**List of tasks**
1: In the numbered list of thinking concepts, who coined the phrase "the map is not the territory"?
2: Rewrite the part of the numbered list of thinking concepts that opens with the words containing "Making the other" and closes with "this one a lot.", putting "advertisers" in place of "politicians".
3: Write the next part of the numbered list of thinking concepts, picking up after its last entry.

**Supplied passage**
6 The Three Modes of Persuasion, Ethos, Pathos, and Logos

Introduced by Aristotle, the Modes of Persuasion are very useful in conversation. Ethos is the appeal to authority and credibility, Pathos is the appeal to emotion and empathy, and Logos is the appeal to reason and logic, using empirical evidence.      

7 The Map is Not the Territory

This is one of the most famous phrases in modern philosophy. It was coined by Alfred Korzybski, the pioneer of general semantics. The phrase essentially highlights the difference between our beliefs about the world and the world in its actuality. Another similar phrase by Robert Anton Wilson says, ‘the menu is not the meal.’ 

8 Black and White Thinking

Black and white thinking is a cognitive bias that distorts thinking. It happens when you go in your thinking directly to the extremes without seeing the grey areas. 

9 Confirmation Bias

Confirmation bias happens when you accept and seek information only to confirm your prior beliefs.

10 Availability Bias

Availability bias happens when you base your opinions on recently acquired knowledge or information.

11 Authority Bias

Believing the opinions of someone only because they have authority is authority bias.

12 Straw Man

Making the other person’s argument weak by refuting a similar argument that was not actually advanced by that person.

13 Ad Hominem

Attacking the other person’s character, personality, or occupation instead of their argument.

14 Appeal to Emotion

Instead of arguing using logic, you try to appeal to emotions like fear and anger. Some politicians like to use this one a lot.

15 Slippery Slope

The slippery slope is essentially jumping to conclusions without having data that supports that. In other words, the slippery slope happens when you say that something will cause another thing without explaining the link of causality.

**Given records**
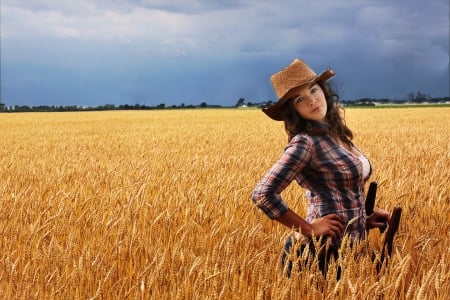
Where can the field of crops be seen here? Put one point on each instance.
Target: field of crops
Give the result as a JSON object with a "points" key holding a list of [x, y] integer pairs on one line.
{"points": [[156, 205]]}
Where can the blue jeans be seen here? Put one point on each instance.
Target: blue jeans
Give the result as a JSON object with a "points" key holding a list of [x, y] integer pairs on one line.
{"points": [[323, 257]]}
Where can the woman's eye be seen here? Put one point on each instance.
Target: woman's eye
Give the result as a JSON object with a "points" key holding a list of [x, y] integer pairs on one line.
{"points": [[299, 100]]}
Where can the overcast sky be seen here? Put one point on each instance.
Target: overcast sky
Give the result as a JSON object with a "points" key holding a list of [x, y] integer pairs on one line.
{"points": [[96, 52]]}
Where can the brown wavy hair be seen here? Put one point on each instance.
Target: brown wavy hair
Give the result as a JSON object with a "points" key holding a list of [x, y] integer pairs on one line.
{"points": [[295, 124]]}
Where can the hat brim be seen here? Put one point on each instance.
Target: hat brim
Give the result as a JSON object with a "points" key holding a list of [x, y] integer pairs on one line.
{"points": [[276, 113]]}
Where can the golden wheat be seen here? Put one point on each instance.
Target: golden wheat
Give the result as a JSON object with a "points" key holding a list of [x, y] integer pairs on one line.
{"points": [[156, 204]]}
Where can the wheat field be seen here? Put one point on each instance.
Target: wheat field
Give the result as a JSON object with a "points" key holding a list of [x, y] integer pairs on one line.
{"points": [[156, 205]]}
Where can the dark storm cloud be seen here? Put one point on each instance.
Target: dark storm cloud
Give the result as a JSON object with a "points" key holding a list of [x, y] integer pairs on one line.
{"points": [[91, 53]]}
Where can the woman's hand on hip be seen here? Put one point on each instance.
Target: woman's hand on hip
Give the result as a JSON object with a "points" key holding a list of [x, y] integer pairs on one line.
{"points": [[379, 218], [329, 225]]}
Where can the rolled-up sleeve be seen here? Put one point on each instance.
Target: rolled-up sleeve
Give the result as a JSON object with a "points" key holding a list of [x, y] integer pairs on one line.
{"points": [[266, 194]]}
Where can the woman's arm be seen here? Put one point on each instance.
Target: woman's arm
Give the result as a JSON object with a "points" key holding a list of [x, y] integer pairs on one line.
{"points": [[329, 225]]}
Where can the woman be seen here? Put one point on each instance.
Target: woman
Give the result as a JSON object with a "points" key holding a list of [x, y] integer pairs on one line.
{"points": [[322, 158]]}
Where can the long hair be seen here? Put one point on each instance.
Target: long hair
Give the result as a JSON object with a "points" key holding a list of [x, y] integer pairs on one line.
{"points": [[295, 124]]}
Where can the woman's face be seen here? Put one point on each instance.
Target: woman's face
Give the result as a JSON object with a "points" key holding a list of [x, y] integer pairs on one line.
{"points": [[310, 103]]}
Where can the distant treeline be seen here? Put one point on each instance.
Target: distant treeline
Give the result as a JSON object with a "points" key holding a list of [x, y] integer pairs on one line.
{"points": [[413, 100]]}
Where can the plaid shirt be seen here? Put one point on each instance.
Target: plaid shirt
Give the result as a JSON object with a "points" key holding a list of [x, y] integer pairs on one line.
{"points": [[331, 175]]}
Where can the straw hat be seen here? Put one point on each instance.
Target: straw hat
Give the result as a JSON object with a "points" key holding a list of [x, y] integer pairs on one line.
{"points": [[298, 73]]}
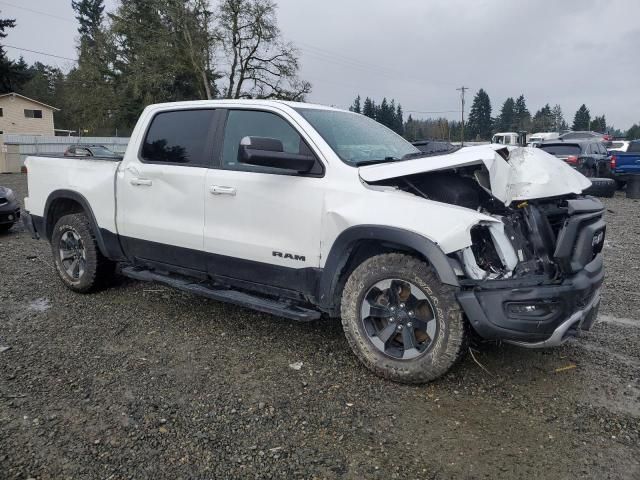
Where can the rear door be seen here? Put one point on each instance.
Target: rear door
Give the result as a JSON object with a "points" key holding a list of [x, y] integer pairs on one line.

**Responses**
1: Alfred Korzybski, the pioneer of general semantics.

2:
Making the other person’s argument weak by refuting a similar argument that was not actually advanced by that person.

13 Ad Hominem

Attacking the other person’s character, personality, or occupation instead of their argument.

14 Appeal to Emotion

Instead of arguing using logic, you try to appeal to emotions like fear and anger. Some advertisers like to use this one a lot.

3:
16 Bandwagon

The bandwagon bias happens when you appeal to the popularity of something even though it might not be good or correct. Just because everyone believes something, that doesn’t make it true. For example, people used to believe that Earth is the center of the universe. Apparently, it’s not.  

17 Imposter Syndrome

High achieving people tend to believe that they are frauds because they cannot internalize what they have achieved. Thus, they fear being exposed as imposters. 

18 Dunning-Kruger Effect

The Dunning-Kruger Effect is the opposite of the imposter syndrome, whereby unskilled people believe they are very talented and good at what they’re doing, while the fact is they are actually average or worse.

19 Spacing Effect

Learning is more efficient when spread over time, as opposed to trying to learn everything in one session.

20 Butterfly Effect

The butterfly effect essentially tells us that initial small variables have big effects over time. The flip of a butterfly can cause a hurricane two years from now.

21 The Placebo Effect

In medicine, the placebo is a treatment that does nothing essentially, but it can make people feel better because they believe that that medicine will cure them. The fact is that it’s only psychological relief. It could be seen as a form of faith healing.

22 Loss Aversion

People prefer to avoid losses more than they want to have gained.

23 Meme

A meme is the smallest cultural unit or behavioral system that duplicates itself by passing from one individual’s mind to another’s through imitation. The root of the word is derived from ‘gene.’  

24 The Law of Entropy  

The Second Law of Thermodynamics states that all complex systems are headed to a state of disorder and decay. The opposite is negative entropy. The process of life can be described as negative entropy.

25 Murphy’s Law

 Sooner or later, everything that you suspect will go wrong will do so. It’s a scary law!

26 Maslow’s Hierarchy of Needs

Introduced by Abraham Maslow, the hierarchy of needs is a pyramid of needs that motivate people. These are the needs, ordered from base to top, (1) physiological, (2) safety, (3) love/belonging, (4) self-esteem, and (5) self-actualization.

Once a person satisfies a need, they will seek to climb the hierarchy to the next level. When you fail to satisfy the first four levels, you may suffer from a psychological crisis.